■ OBJECTIVE
Please select and copy every line of the data below that contains the word "tree", treating uppercase and lowercase as different.

◇ ◇ ◇

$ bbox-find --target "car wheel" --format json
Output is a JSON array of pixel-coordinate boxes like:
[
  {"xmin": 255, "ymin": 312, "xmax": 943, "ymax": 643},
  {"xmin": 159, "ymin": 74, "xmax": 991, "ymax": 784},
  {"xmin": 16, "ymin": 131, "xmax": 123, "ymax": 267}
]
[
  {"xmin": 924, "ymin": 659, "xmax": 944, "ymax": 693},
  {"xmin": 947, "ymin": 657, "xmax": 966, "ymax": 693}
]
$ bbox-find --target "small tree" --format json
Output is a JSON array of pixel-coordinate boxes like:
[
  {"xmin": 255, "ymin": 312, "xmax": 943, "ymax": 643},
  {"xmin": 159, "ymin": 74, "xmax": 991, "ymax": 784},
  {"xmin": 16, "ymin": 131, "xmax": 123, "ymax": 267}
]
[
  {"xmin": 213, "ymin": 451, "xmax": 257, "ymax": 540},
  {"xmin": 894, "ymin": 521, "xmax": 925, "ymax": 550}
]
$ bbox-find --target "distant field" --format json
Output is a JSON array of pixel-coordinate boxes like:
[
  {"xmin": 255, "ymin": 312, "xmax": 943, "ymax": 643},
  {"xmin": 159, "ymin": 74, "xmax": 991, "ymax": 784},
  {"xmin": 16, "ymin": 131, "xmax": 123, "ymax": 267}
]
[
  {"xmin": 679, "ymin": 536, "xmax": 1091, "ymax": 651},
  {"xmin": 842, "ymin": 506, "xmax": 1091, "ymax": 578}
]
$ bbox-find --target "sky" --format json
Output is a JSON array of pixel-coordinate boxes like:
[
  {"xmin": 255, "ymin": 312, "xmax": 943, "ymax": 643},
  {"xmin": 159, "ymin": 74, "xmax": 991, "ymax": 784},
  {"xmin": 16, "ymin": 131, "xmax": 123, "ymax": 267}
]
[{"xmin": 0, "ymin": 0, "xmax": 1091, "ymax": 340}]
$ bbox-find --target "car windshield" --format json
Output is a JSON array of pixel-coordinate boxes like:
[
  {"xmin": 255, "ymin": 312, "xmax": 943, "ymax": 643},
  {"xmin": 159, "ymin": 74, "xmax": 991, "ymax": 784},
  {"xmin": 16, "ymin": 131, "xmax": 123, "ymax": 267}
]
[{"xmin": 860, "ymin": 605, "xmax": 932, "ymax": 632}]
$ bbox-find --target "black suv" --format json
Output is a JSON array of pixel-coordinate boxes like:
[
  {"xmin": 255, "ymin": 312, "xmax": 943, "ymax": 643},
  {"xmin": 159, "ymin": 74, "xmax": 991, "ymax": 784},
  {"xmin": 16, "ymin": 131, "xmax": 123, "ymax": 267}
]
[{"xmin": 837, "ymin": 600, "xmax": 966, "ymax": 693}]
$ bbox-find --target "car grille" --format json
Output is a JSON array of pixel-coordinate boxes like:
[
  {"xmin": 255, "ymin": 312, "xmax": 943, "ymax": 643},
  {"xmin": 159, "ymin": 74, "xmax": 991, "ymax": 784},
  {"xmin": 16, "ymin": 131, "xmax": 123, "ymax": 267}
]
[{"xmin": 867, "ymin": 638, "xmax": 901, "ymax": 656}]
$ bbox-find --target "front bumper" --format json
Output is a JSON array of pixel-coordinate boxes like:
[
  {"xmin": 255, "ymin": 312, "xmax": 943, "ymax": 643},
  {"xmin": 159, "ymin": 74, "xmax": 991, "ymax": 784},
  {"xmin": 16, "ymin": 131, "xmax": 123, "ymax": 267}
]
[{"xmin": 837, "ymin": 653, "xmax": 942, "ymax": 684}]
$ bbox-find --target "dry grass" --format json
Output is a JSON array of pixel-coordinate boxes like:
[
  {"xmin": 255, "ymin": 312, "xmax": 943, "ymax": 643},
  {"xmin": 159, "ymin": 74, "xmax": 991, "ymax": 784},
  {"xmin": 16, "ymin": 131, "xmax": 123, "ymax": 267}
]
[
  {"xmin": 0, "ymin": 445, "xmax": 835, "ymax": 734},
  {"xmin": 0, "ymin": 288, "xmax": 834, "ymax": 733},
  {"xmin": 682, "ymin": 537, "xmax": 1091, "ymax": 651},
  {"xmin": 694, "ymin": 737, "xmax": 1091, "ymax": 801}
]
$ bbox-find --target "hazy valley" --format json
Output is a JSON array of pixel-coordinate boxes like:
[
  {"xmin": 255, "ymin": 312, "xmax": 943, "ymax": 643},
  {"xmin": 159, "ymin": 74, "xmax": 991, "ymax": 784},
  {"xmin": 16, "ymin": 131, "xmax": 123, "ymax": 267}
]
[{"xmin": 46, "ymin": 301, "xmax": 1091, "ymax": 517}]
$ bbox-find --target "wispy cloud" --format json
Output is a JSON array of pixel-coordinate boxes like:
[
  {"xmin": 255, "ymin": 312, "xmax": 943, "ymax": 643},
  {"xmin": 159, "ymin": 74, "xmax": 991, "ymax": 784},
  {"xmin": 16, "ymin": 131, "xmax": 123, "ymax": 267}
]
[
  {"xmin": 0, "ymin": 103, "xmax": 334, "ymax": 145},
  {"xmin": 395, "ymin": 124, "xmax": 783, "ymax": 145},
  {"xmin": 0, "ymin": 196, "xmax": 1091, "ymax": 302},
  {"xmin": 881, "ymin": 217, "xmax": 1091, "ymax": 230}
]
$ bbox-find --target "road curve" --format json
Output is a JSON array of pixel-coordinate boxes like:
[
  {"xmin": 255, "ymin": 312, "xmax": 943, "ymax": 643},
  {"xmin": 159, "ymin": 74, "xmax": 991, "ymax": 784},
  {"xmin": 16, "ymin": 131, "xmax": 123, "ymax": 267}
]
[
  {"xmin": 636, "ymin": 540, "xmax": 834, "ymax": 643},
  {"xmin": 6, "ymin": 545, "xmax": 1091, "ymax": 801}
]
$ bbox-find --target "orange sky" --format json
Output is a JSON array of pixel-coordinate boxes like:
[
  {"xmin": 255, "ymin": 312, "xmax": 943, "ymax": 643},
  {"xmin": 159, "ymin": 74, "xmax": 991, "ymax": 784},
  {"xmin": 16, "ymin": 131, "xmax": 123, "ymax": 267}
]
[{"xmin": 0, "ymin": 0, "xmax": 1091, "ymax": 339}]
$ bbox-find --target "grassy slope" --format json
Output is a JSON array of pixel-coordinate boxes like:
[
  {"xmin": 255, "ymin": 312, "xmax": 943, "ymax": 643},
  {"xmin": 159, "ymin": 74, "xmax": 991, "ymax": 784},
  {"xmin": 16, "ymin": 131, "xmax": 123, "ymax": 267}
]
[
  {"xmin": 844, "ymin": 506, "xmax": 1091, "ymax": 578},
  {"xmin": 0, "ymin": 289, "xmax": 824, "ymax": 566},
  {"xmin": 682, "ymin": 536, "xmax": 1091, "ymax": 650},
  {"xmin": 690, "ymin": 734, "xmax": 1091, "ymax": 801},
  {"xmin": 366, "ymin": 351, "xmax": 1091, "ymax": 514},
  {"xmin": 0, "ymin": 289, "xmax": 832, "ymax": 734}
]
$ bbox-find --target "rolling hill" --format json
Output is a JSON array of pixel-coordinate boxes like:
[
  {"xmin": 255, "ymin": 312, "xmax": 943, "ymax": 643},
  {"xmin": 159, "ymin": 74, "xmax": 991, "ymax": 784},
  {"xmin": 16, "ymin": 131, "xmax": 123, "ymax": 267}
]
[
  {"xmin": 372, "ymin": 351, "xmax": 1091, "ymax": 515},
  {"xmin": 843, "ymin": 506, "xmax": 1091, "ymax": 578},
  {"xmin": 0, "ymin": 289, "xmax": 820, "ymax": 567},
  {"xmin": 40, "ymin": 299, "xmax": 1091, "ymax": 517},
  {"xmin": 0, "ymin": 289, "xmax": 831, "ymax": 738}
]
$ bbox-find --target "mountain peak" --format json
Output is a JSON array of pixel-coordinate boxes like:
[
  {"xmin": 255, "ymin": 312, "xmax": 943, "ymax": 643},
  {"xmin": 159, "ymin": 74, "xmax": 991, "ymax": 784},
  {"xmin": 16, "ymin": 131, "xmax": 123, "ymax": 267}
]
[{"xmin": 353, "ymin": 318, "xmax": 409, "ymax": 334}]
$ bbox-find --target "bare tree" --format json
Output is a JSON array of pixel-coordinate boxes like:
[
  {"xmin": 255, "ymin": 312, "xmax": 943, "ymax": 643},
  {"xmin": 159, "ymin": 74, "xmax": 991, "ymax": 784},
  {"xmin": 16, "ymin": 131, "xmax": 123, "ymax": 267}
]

◇ ◇ ◇

■ THE SOLUTION
$ bbox-find --target "small tree" --format json
$ bbox-find --target "bare tree" --format json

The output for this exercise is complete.